Чаще и больше всего подвергались истязаниям те люди, которые по должностям своим стояли ближе других к барину; но, по крайней мере, им шло хорошее содержание, они могли утешаться даже некоторой роскошью, а притом у них редко наказания розгами, палками и плетьми сопровождались другими, тоже чрезвычайно тяжелыми истязаниями. Пролетарии же хитровщинской дворни, попадая под розги, плети и палки, почти всегда с тем вместе подвергались и другим мукам: на них надевали, до большей части на долгое время, рогатки, ножные железа, так называемые стулья, их сажали на стенные цепи, у них отнимали их жалкое, скудное имущество, какую-нибудь коровенку, какую-нибудь домашнюю птицу, полусгнившие домишки, даже одежду и обувь, им уменьшали ежедневную пищу, их употребляли в невыносимые работы.
Наказывались же люди за все про все.
Так, собаки — борзые, гончие, лягавые — так, лошади упряжные и верховые, так, домашний скот: коровы, овцы, свиньи, так, зверь для псовой травли: лисицы, волки и даже невинные зайцы, так, даже петухи и куры бывали причиною многих истязаний.
Сорвется, например, у Семена Краснухина борзая собака со своры — и дерут его арапниками так, что спина у него гниет полтора месяца; а в другой раз не успел он же, Краснухин, обскакать болото, а оттого заяц ушел — и за это высекли неловкого псаря форейторской плетью, от какового наказания пролежал он в больнице долгое время. Привел Макар Жаринов из зверинца десяток зайцев для садки32, но один из них вовсе не побежал: за такую покорность судьбе со стороны зайца высекли Жаринова плетьми да надели ему на шею рогатку, а на другой день опять высекли и посадили на стенную цепь. У Никиты Жукова борзая собака выбежала из круга; у Никиты Колкунова собаки перекусались; сзади Ермила Юсова собака вдруг взвизгнула, — и Жуков, Колкунов, Юсов были жестоко наказаны. У Павла Белова борзая собака кашлянула. Измайлов спросил: «Отчего это?» А Белов отвечал: «От волоса и от цепей». Но Измайлов возразил, что он не приказывал держать борзых собак на цепях. И за ответ свой, в котором барин нашел, должно быть, какой-нибудь намек, пришлось Белову носить мучительную рогатку. Лягавые собаки съели как-то трех кур — и Епифан Жатов был высечен за это плетью, да к тому же надета на него рогатка. Мальчик дворовый, кормивший щенков, в один и тот же день был высечен троекратно за то, что одна из его собак ушибла себе ногу. Двадцать человек из псарей однажды были все пересечены «за недочет собак по шерстям». Да и все вообще псари чрезвычайно часто подвергались наказаниям за собак: за нечистоту, за худобу, за какое-либо повреждение их. А во время охоты в отъезжих полях несчастным псарям этим уже и никак нельзя было уберечься от наказаний: Измайлов придирался к самым ничтожным случаям, чтобы распорядиться тут по-своему. Вот наиболее резкие примеры тому: раз у мальчика-псаренка слетел картуз с головы — и барин пересек за то поголовно всех бывших с ним тогда на охоте псарей своих. А то казак Иван Лапкин троекратно в один и тот же день был высечен за то, во-первых, что лошадь, на которой он был верхом, коснулась хвостом барского экипажа, за то еще, что не заприметил он, Ласткин, лежавшего в борозде пашни зайца, и за то, наконец, что стоял с собаками слишком близко от лошадей, отчего лошади эти могли будто бы зашибить собак.

§ **Ваша задача**
Сколько раз в один день высекли дворового мальчика, кормившего щенков, и за что, согласно фрагменту о наказаниях дворовых людей?

§ **Содержимое набора данных**

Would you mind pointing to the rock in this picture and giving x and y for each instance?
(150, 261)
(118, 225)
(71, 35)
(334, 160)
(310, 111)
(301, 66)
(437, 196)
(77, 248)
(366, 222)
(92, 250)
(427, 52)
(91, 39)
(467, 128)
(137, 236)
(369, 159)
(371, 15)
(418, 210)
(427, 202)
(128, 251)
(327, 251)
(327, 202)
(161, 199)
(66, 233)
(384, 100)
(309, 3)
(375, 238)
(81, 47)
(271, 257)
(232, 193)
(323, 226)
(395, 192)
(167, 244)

§ **Результат задания**
Его высекли трижды за то, что одна из его собак ушибла себе ногу.